▶ _Exercise objective_:
Can the data below be echoed back word for word?

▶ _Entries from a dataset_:
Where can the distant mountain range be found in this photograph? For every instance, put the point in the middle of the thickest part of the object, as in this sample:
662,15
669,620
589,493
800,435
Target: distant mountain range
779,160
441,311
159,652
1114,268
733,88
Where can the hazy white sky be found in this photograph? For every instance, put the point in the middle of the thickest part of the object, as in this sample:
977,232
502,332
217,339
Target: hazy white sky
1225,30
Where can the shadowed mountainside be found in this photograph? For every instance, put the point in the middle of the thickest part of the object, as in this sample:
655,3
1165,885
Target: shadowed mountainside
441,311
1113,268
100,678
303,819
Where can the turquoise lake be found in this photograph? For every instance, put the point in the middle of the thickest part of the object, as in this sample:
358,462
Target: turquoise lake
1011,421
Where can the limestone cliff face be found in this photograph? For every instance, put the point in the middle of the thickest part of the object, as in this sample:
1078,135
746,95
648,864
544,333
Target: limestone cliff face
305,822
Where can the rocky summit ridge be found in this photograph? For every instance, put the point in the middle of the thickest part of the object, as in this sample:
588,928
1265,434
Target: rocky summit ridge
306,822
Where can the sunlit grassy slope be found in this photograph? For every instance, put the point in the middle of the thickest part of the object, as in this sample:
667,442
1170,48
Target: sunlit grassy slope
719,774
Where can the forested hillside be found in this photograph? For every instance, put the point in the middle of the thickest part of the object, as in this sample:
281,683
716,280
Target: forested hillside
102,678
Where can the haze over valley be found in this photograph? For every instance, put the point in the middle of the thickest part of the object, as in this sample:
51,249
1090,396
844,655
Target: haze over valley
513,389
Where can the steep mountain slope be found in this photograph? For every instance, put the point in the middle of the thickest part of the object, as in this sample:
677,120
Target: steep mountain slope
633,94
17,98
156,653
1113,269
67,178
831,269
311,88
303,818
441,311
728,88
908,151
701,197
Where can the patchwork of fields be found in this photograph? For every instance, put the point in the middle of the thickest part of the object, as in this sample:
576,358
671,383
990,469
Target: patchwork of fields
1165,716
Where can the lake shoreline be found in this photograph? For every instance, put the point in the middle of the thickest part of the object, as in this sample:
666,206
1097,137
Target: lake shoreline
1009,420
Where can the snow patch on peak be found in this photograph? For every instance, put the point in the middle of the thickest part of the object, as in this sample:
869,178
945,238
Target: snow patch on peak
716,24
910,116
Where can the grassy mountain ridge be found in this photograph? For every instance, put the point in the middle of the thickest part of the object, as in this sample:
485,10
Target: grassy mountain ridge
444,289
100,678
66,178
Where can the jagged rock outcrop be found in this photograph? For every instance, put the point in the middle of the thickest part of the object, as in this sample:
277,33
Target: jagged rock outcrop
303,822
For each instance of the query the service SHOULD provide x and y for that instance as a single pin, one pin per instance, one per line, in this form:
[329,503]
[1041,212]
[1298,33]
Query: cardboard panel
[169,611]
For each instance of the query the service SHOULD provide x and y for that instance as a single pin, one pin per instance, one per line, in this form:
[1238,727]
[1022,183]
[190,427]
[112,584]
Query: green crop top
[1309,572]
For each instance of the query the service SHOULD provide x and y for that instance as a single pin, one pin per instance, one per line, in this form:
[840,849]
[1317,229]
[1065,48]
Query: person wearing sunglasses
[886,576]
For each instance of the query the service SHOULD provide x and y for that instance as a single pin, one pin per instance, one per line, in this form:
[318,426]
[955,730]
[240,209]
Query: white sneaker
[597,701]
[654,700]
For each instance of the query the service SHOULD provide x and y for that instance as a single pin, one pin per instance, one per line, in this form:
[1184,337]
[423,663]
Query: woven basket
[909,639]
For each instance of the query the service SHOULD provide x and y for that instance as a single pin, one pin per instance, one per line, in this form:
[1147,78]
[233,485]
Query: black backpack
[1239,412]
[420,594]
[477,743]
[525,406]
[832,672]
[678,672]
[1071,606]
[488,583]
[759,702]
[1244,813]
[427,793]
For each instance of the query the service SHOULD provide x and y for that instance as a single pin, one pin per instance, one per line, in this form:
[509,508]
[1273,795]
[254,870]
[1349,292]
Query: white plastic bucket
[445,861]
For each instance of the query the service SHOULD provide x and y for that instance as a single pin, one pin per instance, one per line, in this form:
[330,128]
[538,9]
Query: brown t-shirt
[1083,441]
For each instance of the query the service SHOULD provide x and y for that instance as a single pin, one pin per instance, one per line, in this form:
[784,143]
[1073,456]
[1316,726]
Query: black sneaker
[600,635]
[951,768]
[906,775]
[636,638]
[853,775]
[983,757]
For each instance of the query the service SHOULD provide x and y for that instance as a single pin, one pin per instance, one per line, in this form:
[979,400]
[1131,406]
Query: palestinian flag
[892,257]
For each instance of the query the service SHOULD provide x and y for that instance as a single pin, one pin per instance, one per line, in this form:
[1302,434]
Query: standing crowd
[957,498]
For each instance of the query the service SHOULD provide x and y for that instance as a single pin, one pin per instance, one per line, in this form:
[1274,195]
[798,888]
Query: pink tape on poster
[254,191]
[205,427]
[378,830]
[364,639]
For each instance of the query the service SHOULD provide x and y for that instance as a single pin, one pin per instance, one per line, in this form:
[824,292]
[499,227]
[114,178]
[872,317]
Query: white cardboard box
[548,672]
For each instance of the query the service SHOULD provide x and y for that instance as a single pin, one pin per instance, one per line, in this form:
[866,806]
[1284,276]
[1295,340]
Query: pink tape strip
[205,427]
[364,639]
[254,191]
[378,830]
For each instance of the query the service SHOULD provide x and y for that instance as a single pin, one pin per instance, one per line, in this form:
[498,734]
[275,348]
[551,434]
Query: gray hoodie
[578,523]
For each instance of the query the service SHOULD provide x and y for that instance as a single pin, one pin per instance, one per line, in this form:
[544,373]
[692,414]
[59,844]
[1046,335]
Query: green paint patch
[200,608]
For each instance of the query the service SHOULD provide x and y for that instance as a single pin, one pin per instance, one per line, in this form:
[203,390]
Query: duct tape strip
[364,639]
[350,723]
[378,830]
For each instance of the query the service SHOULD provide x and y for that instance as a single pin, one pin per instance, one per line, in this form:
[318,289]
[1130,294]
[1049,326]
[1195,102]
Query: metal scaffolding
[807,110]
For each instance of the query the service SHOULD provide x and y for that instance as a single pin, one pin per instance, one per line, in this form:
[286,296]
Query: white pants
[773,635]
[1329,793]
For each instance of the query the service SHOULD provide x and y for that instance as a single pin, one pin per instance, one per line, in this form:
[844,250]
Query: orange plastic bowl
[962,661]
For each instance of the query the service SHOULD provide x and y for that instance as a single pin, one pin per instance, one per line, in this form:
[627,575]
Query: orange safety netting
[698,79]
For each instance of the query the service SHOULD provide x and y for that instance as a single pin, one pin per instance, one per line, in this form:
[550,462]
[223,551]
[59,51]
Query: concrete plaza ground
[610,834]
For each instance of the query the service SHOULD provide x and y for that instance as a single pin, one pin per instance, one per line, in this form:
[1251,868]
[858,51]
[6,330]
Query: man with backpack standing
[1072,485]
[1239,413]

▶ _Reply to the exercise_:
Where can the distant mountain range be found in this photograph? For every instance, put the point in the middle of the thickest part of the object, as in this sample:
662,15
669,620
589,493
800,435
Target: distant mountain range
779,160
441,311
159,652
1114,268
733,88
Where can the hazy white sky be found in this photograph? For every instance, put the point in the middle of the thickest part of the object, as in this sample:
977,232
502,332
217,339
Target: hazy white sky
1225,30
Where can the shadowed mountainside be found in this photograph? For every instance, put the point in the middle of the thickest part of the object, as in this sample:
655,3
1165,885
Target: shadowed mountainside
441,311
1113,268
100,678
303,819
Where can the turquoise lake be found in this photograph? For every instance, put the point in the middle of the thickest part of the object, as in this sample:
358,462
Target: turquoise lake
1011,421
Where can the limestone cliff face be found in this photograph? For every instance, put the point in the middle of the thickest part of the object, as in this sample:
1078,135
746,95
648,864
544,333
Target: limestone cliff face
305,822
Where can the rocky summit ridge be found in this photograph? For every instance, put the point in the middle of the thickest part of the object, as in this sample:
588,928
1265,434
Target: rocky summit ridge
306,822
Where can the sunlit grassy slope be found in this photograph? For every instance, put the point in the middle of the thickest part of the object, as in this sample:
667,442
1170,48
Target: sunlit grassy slope
719,774
Where can the forested hillside be found in this photograph? For every instance, put the point in the middle of the thickest part of the object, as in this sample:
281,683
716,280
Target: forested hillside
102,678
Where can the haze over valley be found in this photograph? For every instance, put the point in the middle of the thickest part of the object, as in this sample:
51,249
1090,396
844,655
Target: haze over valley
513,389
Where can the steep mountain slope be found in this photograph? For every instance, put the point in the middle of the thickest part of the object, as in this sample:
677,120
Target: steep mountain slope
633,94
17,98
156,653
1113,269
67,178
831,269
311,88
303,818
441,311
728,88
908,151
701,197
Where can the patchwork of fields be found in this photograph? For every instance, put the point in the middle of the thickest part of the object, as in this sample:
576,358
671,383
990,469
Target: patchwork of fields
1165,716
Where can the lake shoreline be found in this photograph? For every instance, put the point in the middle of the thickest part of the object, as in this sample:
666,206
1097,137
Target: lake shoreline
1009,420
Where can the snow patch on peak be found in this photograph? For every instance, put the point in the middle of the thickest part of the object, as in this sample:
869,178
945,238
Target: snow patch on peak
716,24
910,116
Where can the grassy mountain ridge be found in this photograph? For every instance, put the point in the middle of the thickest part of the object, as in this sample:
485,10
Target: grassy mountain ridge
444,289
100,678
66,178
Where can the jagged rock outcrop be found in this photograph? For every instance, put the point in the middle of the thickest part of the object, as in this sample:
277,33
Target: jagged rock outcrop
303,822
For each instance of the query the service SHOULD provide x and y for that instance as a single pin, one pin per instance, one per line, in this form:
[329,503]
[1041,212]
[1298,33]
Query: cardboard panel
[169,611]
For each instance of the query the service SHOULD provide x and y for that instance as a single pin, one pin per instance, one per line, in this form:
[1238,727]
[1022,183]
[190,427]
[112,584]
Query: green crop top
[1309,572]
For each instance of the query the service SHOULD provide x and y for that instance as a single pin, one pin per instance, one per line, in this form:
[840,849]
[1317,229]
[1065,48]
Query: person wearing sunglasses
[886,576]
For each instance of the query the service SHOULD provide x and y for that instance as a single pin, one pin per instance, one per line, in this form:
[318,426]
[955,730]
[240,209]
Query: white sneaker
[597,701]
[654,700]
For each instance of the query the service SHOULD provide x and y for that instance as a single pin, one pin per instance, one per line, in this form:
[1184,337]
[423,663]
Query: woven basket
[909,639]
For each instance of the query the service SHOULD provide x and y for that instance as a single pin, one pin per instance, one per line, in this form:
[1147,78]
[233,485]
Query: black backpack
[1239,412]
[420,594]
[477,743]
[525,406]
[832,672]
[678,672]
[1071,606]
[488,583]
[759,702]
[1244,813]
[427,793]
For each instance of the query the service SHOULD provide x and y for that instance as a single pin, one pin per instance, one per line, in this form:
[509,508]
[1273,795]
[254,870]
[1349,292]
Query: white plastic bucket
[445,861]
For each instance of the query the service SHOULD provide x and y for that instance as a single pin, one pin per instance, one per line, in this form:
[330,128]
[538,9]
Query: brown t-shirt
[1083,441]
For each instance of the query the service SHOULD provide x and y for that instance as a single pin, one pin per instance, one per line, in this form:
[784,143]
[1073,456]
[1316,726]
Query: black sneaker
[600,635]
[951,768]
[906,775]
[636,638]
[853,775]
[983,757]
For each instance of the query the service SHOULD provide x and y for that instance as a single pin, one pin per instance, one per line, in this form:
[979,400]
[1131,406]
Query: palestinian flag
[892,257]
For each instance of the query the service SHOULD provide x and y for that instance as a single pin, one pin per instance, one per line, in this form:
[1302,434]
Query: standing crowd
[957,498]
For each instance of the query the service SHOULD provide x and y for that instance as a single pin, one pin per instance, one per line, in this form:
[1274,195]
[798,888]
Query: pink tape on poster
[254,191]
[205,427]
[378,830]
[364,639]
For each instance of the query the service SHOULD provide x and y for that instance as a single pin, one pin per instance, one per line, in this form:
[824,292]
[499,227]
[114,178]
[872,317]
Query: white cardboard box
[548,672]
For each instance of the query the service SHOULD provide x and y for that instance as a single pin, one pin per instance, one per line, in this form:
[866,806]
[1284,276]
[1295,340]
Query: pink tape strip
[205,427]
[364,639]
[254,191]
[378,830]
For each instance of the query the service SHOULD provide x and y for that instance as a single pin, one pin per instance, one per line, in this form:
[498,734]
[275,348]
[551,434]
Query: gray hoodie
[578,523]
For each instance of the query the service SHOULD provide x and y for that instance as a single pin, one pin per instance, one per line, in this form:
[544,373]
[692,414]
[59,844]
[1046,335]
Query: green paint patch
[200,608]
For each instance of the query the service SHOULD provide x and y for that instance as a single pin, one pin per instance, one per line, in this form:
[203,390]
Query: duct tape strip
[364,639]
[350,723]
[378,830]
For each instance of the query the service SHOULD provide x and y for that instance as a single pin, one pin per instance, one per line, in this form:
[318,289]
[1130,294]
[1049,326]
[1195,102]
Query: metal scaffolding
[807,110]
For each instance of the query the service SHOULD provide x and y for that instance as a single pin, one pin per instance, one per line, in this form:
[286,296]
Query: white pants
[773,635]
[1329,793]
For each instance of the query the service SHOULD provide x and y for that instance as a single pin, one pin per instance, one per line, in this form:
[844,250]
Query: orange plastic bowl
[962,661]
For each instance of the query the service SHOULD provide x and y for that instance as a single pin, one pin per instance, one per line, in this form:
[627,575]
Query: orange safety netting
[698,79]
For each instance of the query the service SHOULD provide x and y for that instance as a single pin, one pin per instance, one per line, in this form:
[550,462]
[223,551]
[59,51]
Query: concrete plaza ground
[610,834]
For each instance of the query the service SHOULD provide x and y for that instance as a single pin, one pin per instance, one per line, in this form:
[1251,868]
[858,51]
[6,330]
Query: man with backpack standing
[1072,485]
[1239,413]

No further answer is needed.